# [What you are asked to do]
A verbatim copy of the listing is the expected output.

# [Records supplied]

---------------

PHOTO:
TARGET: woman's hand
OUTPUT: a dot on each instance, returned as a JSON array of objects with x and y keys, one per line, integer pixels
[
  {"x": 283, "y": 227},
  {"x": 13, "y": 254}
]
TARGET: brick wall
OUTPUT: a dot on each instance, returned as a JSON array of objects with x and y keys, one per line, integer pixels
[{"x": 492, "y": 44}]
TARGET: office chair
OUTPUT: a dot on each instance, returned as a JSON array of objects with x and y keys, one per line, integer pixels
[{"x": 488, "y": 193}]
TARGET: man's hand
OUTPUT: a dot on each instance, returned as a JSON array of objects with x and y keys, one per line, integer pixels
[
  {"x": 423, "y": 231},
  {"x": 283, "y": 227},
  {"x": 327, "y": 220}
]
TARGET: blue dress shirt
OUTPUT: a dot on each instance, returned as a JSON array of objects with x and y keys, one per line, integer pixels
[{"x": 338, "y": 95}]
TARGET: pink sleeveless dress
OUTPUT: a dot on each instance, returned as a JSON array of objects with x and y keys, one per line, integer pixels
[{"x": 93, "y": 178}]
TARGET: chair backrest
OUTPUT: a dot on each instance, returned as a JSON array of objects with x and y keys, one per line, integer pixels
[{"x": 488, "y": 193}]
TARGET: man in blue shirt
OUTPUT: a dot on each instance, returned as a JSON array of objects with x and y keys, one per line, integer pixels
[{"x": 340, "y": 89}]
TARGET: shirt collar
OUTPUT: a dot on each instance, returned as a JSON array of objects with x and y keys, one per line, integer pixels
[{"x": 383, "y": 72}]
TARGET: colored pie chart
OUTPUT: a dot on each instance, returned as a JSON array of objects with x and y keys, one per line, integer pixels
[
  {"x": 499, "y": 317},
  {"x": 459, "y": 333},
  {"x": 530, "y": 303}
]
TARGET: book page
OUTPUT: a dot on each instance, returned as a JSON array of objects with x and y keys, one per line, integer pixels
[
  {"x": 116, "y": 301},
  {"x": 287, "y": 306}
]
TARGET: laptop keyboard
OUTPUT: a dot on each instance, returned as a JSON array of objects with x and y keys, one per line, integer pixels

---------------

# [Answer for this exercise]
PHOTO:
TARGET: woman's hand
OUTPUT: a dot on each instance, returned as a JSON array of objects with x and y keys, one per line, integer pixels
[
  {"x": 283, "y": 227},
  {"x": 13, "y": 254}
]
TARGET: brick wall
OUTPUT: a dot on each instance, returned as a JSON array of objects with x and y keys, one per line, integer pixels
[{"x": 492, "y": 44}]
TARGET: office chair
OUTPUT: a dot on each instance, returned as a JSON array of objects with x and y keys, one per line, integer pixels
[{"x": 488, "y": 193}]
TARGET: man's hand
OUTPUT: a dot on each instance, returned as a JSON array of objects with x and y keys, one per line, integer pixels
[
  {"x": 423, "y": 231},
  {"x": 283, "y": 227},
  {"x": 327, "y": 220}
]
TARGET: blue dress shirt
OUTPUT: a dot on each instance, returned as a JSON array of objects with x and y keys, one per line, integer pixels
[{"x": 338, "y": 95}]
TARGET: pink sleeveless dress
OUTPUT: a dot on each instance, returned as a JSON array of objects with x and y keys, one per line, integer pixels
[{"x": 93, "y": 178}]
TARGET: chair backrest
OUTPUT: a dot on each instance, returned as a JSON array of objects with x and y keys, one per line, integer pixels
[{"x": 488, "y": 193}]
TARGET: man in blue shirt
OUTPUT: a dot on each instance, returned as a JSON array of objects with x and y keys, one per line, integer pixels
[{"x": 340, "y": 89}]
TARGET: shirt collar
OUTPUT: a dot on each instance, returned as a JSON array of objects with x and y keys, one per line, integer pixels
[{"x": 383, "y": 72}]
TARGET: colored pie chart
OUTPUT: a dot on each instance, returned as a JSON array of objects with x and y keys, one per line, integer pixels
[
  {"x": 499, "y": 317},
  {"x": 459, "y": 333},
  {"x": 530, "y": 303}
]
TARGET: book page
OUTPUT: a dot on each instance, returned as a JSON array of objects with x and y keys, one per line, integer pixels
[
  {"x": 116, "y": 301},
  {"x": 287, "y": 306}
]
TARGET: laptop keyboard
OUTPUT: a dot on each instance, returned as a JSON array of objects with x and y keys, one per line, integer pixels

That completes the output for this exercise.